» Task
The records that follow must be printed exactly as they are.

» Data supplied
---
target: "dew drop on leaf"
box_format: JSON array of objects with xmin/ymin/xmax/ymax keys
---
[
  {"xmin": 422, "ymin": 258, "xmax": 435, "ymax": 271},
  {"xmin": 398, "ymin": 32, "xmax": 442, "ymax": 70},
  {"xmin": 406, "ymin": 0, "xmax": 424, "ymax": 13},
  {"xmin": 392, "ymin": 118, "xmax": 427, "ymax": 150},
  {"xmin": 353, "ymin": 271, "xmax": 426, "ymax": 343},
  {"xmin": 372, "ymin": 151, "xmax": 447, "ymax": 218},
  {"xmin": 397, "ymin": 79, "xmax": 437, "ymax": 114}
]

» Result below
---
target: "dew drop on leaf"
box_format: JSON array of objects with xmin/ymin/xmax/ymax keys
---
[
  {"xmin": 422, "ymin": 258, "xmax": 435, "ymax": 271},
  {"xmin": 398, "ymin": 32, "xmax": 442, "ymax": 70},
  {"xmin": 406, "ymin": 0, "xmax": 424, "ymax": 13},
  {"xmin": 392, "ymin": 118, "xmax": 427, "ymax": 150},
  {"xmin": 353, "ymin": 271, "xmax": 426, "ymax": 343},
  {"xmin": 372, "ymin": 151, "xmax": 447, "ymax": 218},
  {"xmin": 397, "ymin": 79, "xmax": 437, "ymax": 114}
]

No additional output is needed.